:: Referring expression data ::

**********

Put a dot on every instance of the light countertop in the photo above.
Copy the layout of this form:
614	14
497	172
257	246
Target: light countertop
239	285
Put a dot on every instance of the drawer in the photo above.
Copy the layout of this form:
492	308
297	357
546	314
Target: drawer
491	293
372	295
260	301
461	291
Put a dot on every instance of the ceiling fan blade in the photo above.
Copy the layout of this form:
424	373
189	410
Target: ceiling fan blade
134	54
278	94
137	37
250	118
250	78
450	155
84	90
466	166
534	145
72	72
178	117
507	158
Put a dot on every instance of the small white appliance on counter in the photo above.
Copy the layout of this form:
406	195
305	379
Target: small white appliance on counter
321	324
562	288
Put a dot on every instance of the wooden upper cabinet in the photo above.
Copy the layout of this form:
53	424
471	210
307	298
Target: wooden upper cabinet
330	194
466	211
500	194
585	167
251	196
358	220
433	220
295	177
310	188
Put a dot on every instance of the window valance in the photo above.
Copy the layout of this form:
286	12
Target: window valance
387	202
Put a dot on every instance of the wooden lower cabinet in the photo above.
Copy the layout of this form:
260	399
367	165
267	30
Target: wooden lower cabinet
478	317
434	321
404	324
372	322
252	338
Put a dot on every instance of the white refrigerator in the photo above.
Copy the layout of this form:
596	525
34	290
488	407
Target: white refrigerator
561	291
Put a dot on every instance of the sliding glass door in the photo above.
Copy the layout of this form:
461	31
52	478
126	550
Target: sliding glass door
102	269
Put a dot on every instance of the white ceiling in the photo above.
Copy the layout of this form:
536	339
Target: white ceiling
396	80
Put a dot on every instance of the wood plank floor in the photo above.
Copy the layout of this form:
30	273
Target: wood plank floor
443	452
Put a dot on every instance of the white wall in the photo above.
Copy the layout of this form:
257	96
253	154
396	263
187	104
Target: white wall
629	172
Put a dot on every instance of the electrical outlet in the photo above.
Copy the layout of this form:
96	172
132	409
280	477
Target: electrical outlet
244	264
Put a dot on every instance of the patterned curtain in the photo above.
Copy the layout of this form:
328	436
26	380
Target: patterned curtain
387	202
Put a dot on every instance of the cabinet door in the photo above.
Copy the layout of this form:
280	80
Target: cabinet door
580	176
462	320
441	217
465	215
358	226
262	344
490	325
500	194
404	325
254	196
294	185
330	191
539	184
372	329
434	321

**********

:: Problem statement ::
All the lines above need to be retyped exactly, with nothing left out.

:: Answer section ::
Put a dot on every instance of the light countertop in the photo above.
Copy the layout of this form:
614	14
497	172
257	246
Target: light countertop
239	285
Put a dot on every instance of the drawer in the photo above.
Copy the layout of this form:
492	308
297	357
546	314
Target: drawer
491	293
372	295
260	301
461	291
Put a dot on every instance of the ceiling fan blade in the photo above.
Copy the layout of this form:
424	373
189	410
Target: ceiling fan blade
134	54
278	94
137	37
250	118
250	78
450	155
84	90
466	166
534	145
72	72
178	117
507	158
Put a dot on every instance of the small white appliance on counter in the photo above.
Copy the layout of this form:
406	195
305	379
Target: small white appliance on counter
321	324
562	288
Put a dot on every instance of the wooden upper cabinet in the photo above.
Copy the layout of this form:
53	424
471	210
307	298
Target: wooden upper cabinet
330	194
466	211
500	194
585	167
251	196
358	220
433	220
295	177
310	188
Put a dot on every instance of the window valance in the photo above.
Copy the layout of this form:
286	12
Target: window valance
387	202
Put a dot on every instance of the wooden lower cabinet in the photo above.
Copy the layout of this form:
260	399
367	165
267	30
Target: wooden lower cabinet
478	317
434	321
404	324
372	322
252	338
Put a dot on every instance of the white refrigerator in the photo above.
Copy the layout of this form:
596	525
34	290
488	407
Target: white refrigerator
561	291
Put a dot on every instance of the sliding glass door in the photo above.
Copy the layout of this form:
461	31
52	478
126	550
Target: sliding glass door
102	269
Put a dot on every instance of the white ceiling in the photo above.
Copy the layout of this form:
536	339
Target: white ceiling
396	80
Put a dot on every instance of the wood plank floor in the photo above.
Copy the layout of this form:
30	273
Target: wood plank floor
443	452
Put a dot on every instance of the white wall in the photo above.
Copy the layout of this form:
257	96
253	154
396	263
187	104
Target: white wall
629	172
Put a dot on every instance of the electrical outlet in the photo above.
Copy the layout of this form:
96	172
132	409
280	477
Target: electrical outlet
244	264
Put a dot on every instance of the patterned curtain in the photo above.
Copy the layout of this form:
328	436
26	380
Target: patterned curtain
387	202
Put a dot on every instance of the cabinet door in the photo above.
Copy the layout of this form:
280	80
Target: cabinet door
580	176
462	320
441	217
465	215
358	226
262	344
490	325
500	194
404	325
254	196
294	185
330	191
539	184
372	329
434	321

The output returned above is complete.